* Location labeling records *
● ● ●
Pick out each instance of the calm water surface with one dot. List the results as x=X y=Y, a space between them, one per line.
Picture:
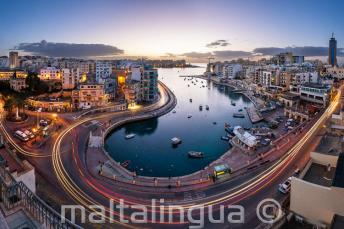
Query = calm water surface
x=151 y=154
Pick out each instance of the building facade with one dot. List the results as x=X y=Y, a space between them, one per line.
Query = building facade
x=14 y=60
x=332 y=51
x=50 y=73
x=88 y=96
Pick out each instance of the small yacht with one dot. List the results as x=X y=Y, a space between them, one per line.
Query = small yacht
x=225 y=138
x=129 y=136
x=194 y=154
x=176 y=141
x=238 y=115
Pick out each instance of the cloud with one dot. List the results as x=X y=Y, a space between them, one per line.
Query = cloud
x=68 y=49
x=218 y=43
x=230 y=54
x=197 y=54
x=302 y=50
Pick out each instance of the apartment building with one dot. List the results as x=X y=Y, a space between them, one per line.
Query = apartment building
x=50 y=73
x=70 y=78
x=149 y=85
x=89 y=95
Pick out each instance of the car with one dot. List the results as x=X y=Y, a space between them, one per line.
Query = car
x=285 y=186
x=43 y=122
x=28 y=133
x=20 y=135
x=297 y=172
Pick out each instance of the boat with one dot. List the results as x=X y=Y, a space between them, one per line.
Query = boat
x=129 y=136
x=176 y=141
x=195 y=154
x=225 y=138
x=125 y=163
x=238 y=115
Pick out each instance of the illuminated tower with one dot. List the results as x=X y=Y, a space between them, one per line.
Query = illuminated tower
x=332 y=51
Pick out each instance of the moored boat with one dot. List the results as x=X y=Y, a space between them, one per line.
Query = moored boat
x=195 y=154
x=238 y=115
x=129 y=136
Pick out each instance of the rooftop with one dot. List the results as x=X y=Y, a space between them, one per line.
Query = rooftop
x=319 y=174
x=315 y=85
x=331 y=145
x=337 y=222
x=338 y=180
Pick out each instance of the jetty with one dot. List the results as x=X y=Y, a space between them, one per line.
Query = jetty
x=254 y=115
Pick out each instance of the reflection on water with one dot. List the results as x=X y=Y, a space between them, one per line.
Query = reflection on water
x=151 y=153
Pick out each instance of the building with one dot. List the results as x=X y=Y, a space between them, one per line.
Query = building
x=316 y=196
x=13 y=60
x=6 y=74
x=315 y=93
x=149 y=85
x=4 y=62
x=70 y=78
x=50 y=73
x=335 y=72
x=88 y=96
x=132 y=92
x=332 y=51
x=231 y=71
x=17 y=83
x=337 y=122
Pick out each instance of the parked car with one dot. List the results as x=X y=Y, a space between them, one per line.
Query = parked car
x=43 y=122
x=20 y=135
x=28 y=133
x=285 y=186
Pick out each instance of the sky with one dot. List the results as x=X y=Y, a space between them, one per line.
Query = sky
x=164 y=28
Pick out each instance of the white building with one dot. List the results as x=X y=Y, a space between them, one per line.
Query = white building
x=103 y=71
x=336 y=72
x=230 y=71
x=50 y=73
x=4 y=63
x=315 y=93
x=14 y=60
x=70 y=78
x=136 y=73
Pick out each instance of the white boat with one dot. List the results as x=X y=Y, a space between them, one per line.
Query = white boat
x=195 y=154
x=176 y=141
x=245 y=137
x=129 y=136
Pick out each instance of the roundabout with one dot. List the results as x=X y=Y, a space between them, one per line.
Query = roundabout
x=87 y=189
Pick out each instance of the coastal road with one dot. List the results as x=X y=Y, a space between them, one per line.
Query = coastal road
x=246 y=190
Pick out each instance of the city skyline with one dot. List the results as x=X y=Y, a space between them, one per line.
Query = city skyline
x=222 y=29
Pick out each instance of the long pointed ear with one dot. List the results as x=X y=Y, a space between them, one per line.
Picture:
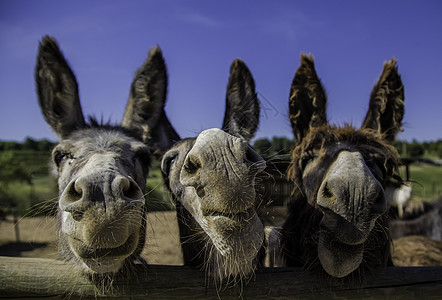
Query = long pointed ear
x=57 y=89
x=307 y=103
x=242 y=107
x=145 y=110
x=386 y=108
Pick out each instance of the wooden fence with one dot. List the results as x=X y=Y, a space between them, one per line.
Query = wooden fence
x=52 y=279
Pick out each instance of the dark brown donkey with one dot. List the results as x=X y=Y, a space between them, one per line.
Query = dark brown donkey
x=102 y=169
x=337 y=221
x=212 y=179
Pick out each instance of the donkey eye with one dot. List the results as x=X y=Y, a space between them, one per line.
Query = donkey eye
x=58 y=157
x=307 y=158
x=168 y=160
x=191 y=167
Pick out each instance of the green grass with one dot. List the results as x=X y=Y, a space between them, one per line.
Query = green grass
● ● ●
* Problem to solve *
Reproduce everything from the line containing "Pick out each instance of the wooden" down to the end of the entries above, request lines included, multiplying each x and y coordinate value by 2.4 and rounding to the nearest whole number with halves rounded up. Leave all other numbers and text unchanged.

* Solution *
Pick out each instance of the wooden fence with one dot. List the results as x=X y=Y, a space between them, one per line.
Query = wooden fence
x=125 y=670
Pick out each instance of the dark brown donkey with one dot. List the results as x=X y=Y, a space between them, one per line.
Query = dark brown donkey
x=245 y=406
x=809 y=530
x=509 y=430
Pick out each instance of the donkey eye with one dot. List the results as x=X y=Y, a space between them, one per line.
Query = donkey eye
x=139 y=377
x=737 y=379
x=403 y=384
x=458 y=401
Pick out each instance of the green grass with one dot. List the results as x=X y=Y, a space between them, one per line.
Query = green grass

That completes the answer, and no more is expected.